SHORT TASK: Copy the records below word for word, keeping every line in its original order.
# START OF EXERCISE MATERIAL
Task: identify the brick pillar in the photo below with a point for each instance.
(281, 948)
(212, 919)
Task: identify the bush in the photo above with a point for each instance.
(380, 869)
# END OF EXERCISE MATERIAL
EXPECTED ANSWER:
Task: identify the brick pillar in the photo below with a point for each instance.
(281, 948)
(212, 919)
Task: identify the bush in the photo above with a point for each instance.
(380, 869)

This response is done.